- _Record list_
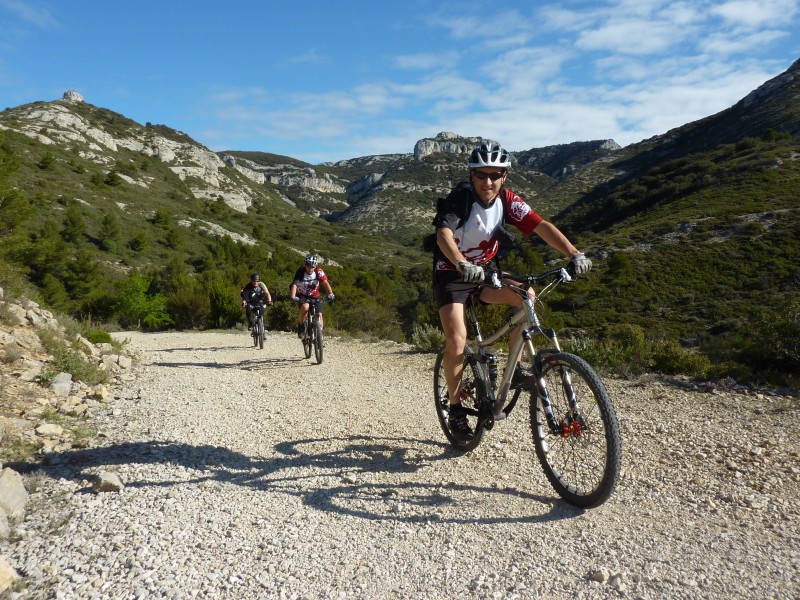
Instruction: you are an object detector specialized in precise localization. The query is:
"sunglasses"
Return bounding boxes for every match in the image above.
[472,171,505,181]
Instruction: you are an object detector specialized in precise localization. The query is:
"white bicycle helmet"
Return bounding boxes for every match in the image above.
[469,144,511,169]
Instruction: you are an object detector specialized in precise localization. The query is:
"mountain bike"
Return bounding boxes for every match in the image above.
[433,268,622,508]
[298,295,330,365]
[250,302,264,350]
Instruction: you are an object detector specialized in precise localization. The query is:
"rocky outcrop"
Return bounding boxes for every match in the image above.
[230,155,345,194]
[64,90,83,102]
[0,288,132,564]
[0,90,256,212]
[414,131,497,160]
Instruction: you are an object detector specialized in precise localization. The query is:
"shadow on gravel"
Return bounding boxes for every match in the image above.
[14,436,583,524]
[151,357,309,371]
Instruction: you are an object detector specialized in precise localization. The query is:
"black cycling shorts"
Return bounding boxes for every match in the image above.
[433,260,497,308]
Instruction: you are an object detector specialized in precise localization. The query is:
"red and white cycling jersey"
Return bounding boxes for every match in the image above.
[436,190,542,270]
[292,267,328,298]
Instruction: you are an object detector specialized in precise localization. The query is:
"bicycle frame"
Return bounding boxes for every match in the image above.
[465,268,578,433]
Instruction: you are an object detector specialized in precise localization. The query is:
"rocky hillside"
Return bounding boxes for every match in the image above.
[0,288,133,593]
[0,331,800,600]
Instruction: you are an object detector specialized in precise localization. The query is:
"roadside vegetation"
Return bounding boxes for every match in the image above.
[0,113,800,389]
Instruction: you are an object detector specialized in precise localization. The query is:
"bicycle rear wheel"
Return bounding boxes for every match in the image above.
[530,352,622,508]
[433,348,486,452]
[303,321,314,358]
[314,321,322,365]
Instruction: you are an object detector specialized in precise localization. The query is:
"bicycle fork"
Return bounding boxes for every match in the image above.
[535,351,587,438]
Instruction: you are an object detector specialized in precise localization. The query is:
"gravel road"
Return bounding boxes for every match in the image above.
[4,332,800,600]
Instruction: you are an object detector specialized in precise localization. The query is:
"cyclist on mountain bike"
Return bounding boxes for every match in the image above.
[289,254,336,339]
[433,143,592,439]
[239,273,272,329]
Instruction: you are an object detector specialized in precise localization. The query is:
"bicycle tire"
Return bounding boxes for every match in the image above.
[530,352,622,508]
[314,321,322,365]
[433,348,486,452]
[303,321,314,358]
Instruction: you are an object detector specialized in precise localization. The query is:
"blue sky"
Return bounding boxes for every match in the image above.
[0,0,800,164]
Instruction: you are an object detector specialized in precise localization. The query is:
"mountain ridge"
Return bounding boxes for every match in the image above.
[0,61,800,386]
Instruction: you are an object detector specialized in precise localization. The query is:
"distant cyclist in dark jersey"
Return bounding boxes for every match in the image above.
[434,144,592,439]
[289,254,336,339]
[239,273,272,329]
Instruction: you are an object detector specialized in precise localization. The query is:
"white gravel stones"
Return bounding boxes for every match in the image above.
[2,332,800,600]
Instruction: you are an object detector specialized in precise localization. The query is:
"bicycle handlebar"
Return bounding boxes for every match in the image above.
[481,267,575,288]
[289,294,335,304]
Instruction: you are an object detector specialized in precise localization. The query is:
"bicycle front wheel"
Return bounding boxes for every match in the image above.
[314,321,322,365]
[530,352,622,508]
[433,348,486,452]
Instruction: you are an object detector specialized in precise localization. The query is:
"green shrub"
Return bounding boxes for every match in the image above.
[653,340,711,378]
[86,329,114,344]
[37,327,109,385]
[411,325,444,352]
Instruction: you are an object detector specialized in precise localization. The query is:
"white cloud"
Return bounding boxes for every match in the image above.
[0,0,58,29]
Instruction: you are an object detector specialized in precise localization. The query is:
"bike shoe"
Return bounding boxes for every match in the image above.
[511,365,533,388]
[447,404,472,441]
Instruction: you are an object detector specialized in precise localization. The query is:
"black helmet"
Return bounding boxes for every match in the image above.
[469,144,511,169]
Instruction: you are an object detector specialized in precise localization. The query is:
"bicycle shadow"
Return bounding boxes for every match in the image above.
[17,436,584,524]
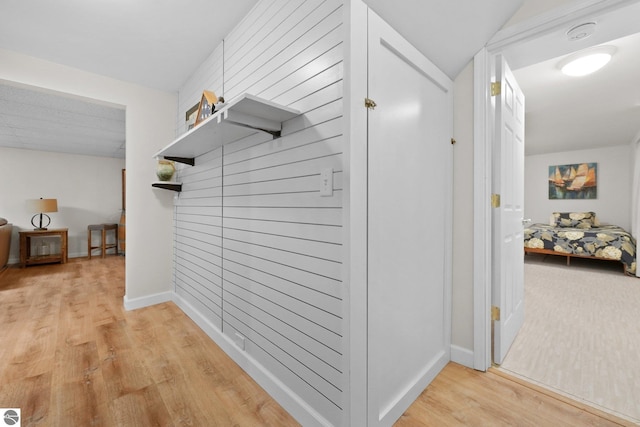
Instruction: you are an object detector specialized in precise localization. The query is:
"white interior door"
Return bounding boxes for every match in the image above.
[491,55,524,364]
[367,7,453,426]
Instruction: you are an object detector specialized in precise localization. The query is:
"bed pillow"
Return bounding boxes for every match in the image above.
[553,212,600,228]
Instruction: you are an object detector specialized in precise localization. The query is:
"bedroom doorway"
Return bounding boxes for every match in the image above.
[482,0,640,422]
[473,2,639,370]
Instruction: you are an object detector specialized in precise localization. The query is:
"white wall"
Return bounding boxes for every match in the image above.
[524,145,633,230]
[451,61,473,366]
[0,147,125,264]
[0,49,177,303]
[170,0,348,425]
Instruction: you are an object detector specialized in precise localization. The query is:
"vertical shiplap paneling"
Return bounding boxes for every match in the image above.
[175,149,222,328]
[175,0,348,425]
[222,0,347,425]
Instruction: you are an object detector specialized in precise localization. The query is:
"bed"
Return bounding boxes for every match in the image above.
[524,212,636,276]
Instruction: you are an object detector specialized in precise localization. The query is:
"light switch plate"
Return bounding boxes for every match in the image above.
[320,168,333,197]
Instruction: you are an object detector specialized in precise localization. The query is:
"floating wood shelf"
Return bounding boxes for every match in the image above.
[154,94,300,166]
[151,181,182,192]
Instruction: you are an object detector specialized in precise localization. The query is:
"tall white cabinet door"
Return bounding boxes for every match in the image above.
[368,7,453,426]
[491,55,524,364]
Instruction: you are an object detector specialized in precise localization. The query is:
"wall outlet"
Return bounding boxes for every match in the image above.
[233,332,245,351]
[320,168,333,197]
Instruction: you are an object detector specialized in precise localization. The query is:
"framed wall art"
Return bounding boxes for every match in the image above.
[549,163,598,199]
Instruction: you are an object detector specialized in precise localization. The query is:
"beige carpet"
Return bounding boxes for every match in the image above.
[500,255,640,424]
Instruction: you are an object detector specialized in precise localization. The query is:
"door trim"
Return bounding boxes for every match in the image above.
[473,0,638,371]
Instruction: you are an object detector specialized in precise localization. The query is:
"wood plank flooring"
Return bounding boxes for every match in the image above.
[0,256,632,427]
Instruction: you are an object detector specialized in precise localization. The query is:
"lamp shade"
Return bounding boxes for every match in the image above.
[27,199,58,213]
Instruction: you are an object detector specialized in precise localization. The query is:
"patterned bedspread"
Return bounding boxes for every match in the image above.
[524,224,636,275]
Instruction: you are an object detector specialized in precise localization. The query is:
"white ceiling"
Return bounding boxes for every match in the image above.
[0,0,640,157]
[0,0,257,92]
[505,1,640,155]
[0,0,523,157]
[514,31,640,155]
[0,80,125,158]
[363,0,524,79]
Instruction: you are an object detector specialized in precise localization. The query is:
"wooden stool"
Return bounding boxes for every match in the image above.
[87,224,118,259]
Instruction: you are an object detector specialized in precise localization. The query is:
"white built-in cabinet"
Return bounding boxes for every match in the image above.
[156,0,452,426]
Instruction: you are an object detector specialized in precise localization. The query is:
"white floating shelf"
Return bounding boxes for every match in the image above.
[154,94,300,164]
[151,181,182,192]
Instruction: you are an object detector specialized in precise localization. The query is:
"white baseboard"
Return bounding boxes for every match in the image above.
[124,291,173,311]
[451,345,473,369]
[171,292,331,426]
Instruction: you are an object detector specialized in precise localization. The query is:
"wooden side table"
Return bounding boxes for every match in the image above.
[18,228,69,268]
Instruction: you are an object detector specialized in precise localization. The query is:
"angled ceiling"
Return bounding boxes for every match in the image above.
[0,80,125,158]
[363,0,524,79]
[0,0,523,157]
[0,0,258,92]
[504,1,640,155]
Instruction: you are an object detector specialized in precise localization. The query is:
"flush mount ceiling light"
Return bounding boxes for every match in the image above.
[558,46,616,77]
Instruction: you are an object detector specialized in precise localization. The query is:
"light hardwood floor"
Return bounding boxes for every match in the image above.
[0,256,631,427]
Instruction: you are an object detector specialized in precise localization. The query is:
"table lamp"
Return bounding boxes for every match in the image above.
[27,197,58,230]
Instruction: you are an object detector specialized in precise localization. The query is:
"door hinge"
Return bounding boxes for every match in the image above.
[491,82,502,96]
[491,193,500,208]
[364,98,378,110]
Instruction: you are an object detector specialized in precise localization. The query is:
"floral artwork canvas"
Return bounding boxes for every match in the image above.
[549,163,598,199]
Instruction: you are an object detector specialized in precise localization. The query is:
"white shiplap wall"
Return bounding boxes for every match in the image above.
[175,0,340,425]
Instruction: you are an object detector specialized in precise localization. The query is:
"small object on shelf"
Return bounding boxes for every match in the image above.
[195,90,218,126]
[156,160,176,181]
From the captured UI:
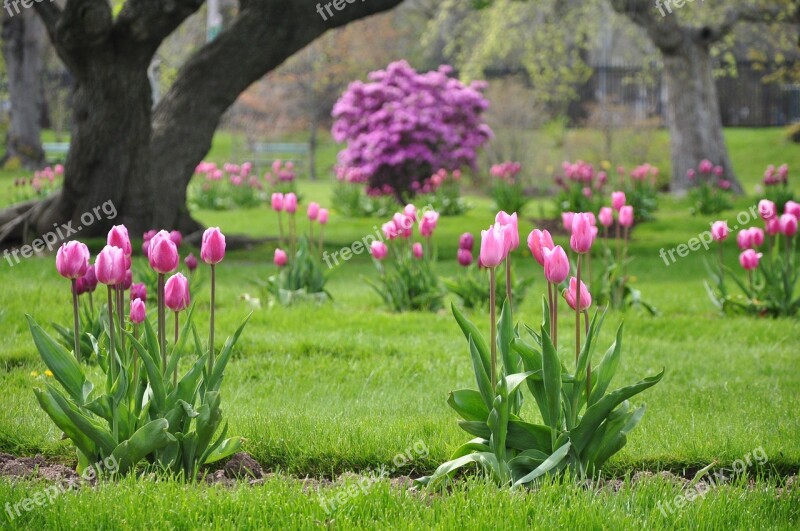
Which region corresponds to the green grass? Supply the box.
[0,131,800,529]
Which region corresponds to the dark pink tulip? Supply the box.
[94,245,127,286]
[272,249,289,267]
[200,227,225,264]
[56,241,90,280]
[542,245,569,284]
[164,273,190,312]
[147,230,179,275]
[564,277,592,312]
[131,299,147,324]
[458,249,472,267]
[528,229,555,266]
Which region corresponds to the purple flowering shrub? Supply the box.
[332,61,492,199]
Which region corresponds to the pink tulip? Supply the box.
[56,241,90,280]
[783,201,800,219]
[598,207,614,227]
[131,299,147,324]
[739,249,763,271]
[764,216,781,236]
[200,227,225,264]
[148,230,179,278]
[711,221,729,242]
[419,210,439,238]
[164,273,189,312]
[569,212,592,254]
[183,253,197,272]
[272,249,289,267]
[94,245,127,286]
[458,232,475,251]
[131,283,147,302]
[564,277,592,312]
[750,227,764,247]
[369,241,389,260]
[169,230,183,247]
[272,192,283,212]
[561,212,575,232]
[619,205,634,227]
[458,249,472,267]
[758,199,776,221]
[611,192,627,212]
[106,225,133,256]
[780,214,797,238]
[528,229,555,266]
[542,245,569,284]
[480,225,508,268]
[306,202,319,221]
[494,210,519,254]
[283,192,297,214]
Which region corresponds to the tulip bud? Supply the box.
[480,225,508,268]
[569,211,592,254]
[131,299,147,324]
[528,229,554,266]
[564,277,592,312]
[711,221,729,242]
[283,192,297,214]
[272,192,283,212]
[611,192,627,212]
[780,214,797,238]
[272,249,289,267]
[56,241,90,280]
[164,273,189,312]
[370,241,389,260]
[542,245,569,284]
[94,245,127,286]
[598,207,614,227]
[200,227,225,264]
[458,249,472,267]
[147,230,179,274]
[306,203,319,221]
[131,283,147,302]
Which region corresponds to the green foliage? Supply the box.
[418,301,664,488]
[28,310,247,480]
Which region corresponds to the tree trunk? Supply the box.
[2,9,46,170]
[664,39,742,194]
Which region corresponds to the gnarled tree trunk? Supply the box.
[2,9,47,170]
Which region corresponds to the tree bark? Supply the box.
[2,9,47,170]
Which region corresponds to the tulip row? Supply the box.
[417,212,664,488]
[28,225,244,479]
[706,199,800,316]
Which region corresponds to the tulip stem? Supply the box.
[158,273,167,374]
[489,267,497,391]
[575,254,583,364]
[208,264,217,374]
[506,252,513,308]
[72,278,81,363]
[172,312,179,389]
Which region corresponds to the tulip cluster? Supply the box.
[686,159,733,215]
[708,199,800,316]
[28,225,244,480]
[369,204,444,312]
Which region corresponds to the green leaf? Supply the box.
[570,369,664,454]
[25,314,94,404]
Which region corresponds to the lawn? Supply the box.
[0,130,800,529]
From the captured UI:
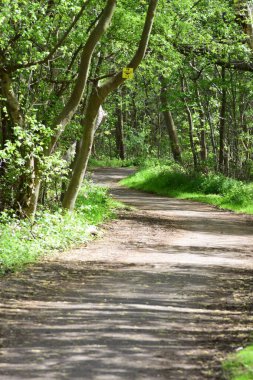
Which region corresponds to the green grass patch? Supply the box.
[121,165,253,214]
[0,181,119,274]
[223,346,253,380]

- _Aim_
Count the lines in the material above that contain the string "cyclist", treating uppercase and lowercase as different, and give only that number.

- _Answer to this exercise_
2